**Text excerpt**
Julia-Ambra Verlaine at the Wall Street Journal wrote about a new securitized product that is getting a little bit of attention… (Wall Street Journal)
- “Texas Capital Bank recently sold $275 million of securities to investors looking to cash in on the pandemic-fueled boom in home prices. The bonds are backed by short-term loans the bank makes to mortgage lenders. When those lenders’ borrowers default, the investors in the bonds effectively cover the loss.”
Verlaine explains that banks are now using them to raise capital and otherwise shore up their balance sheets. This process ultimately adds to their lending capacity, which many see as a good thing for financial markets.
So why is this happening? Kaustub Samant, a securities analyst at JPMorgan, says it is all about yield.
- “People want exposure to housing and consumer markets that are performing…Risk transfer securities are one of the few places that give high returns in this environment.”

**Given information**

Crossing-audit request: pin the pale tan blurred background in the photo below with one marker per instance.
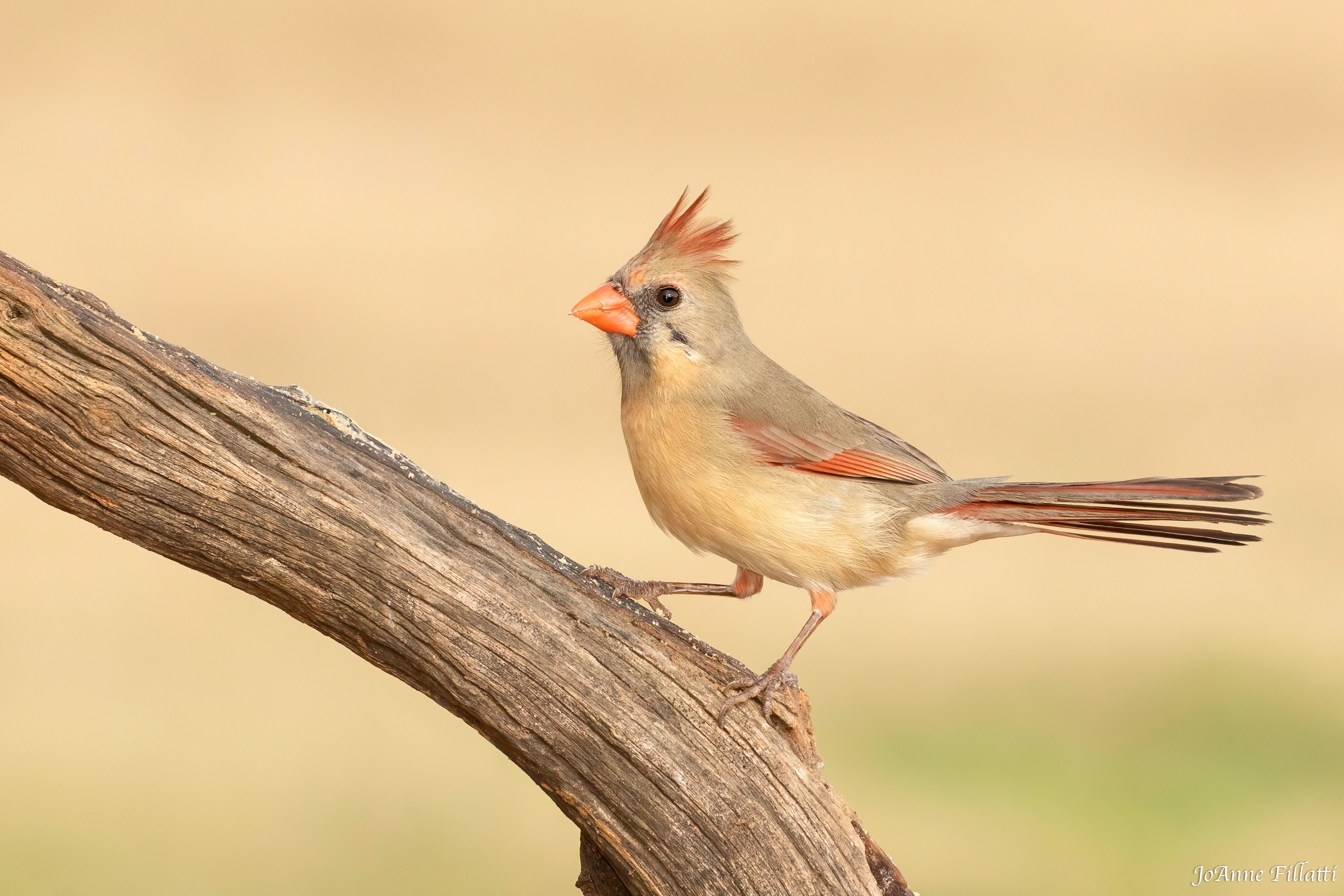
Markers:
(1049, 240)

**Questions on the material**
1. In the text on risk transfer securities, rewrite the paragraph beginning "Verlaine explains that banks" as a short list that keeps its main facts.
2. Decide whether each statement agrees with the text on risk transfer securities: (a) Texas Capital Bank sold $275 million of securities. (b) The bonds are backed by long-term loans to homebuyers. (c) Kaustub Samant says the trend is all about yield. For each, answer yes or no and quote the deciding words of the text.

**Solved tasks**
1.
- Banks are now using these securities to raise capital and otherwise shore up their balance sheets.
- This ultimately adds to their lending capacity.
- Many see that as a good thing for financial markets.

2.
(a) Yes: "Texas Capital Bank recently sold $275 million of securities"
(b) No: "The bonds are backed by short-term loans the bank makes to mortgage lenders."
(c) Yes: "says it is all about yield"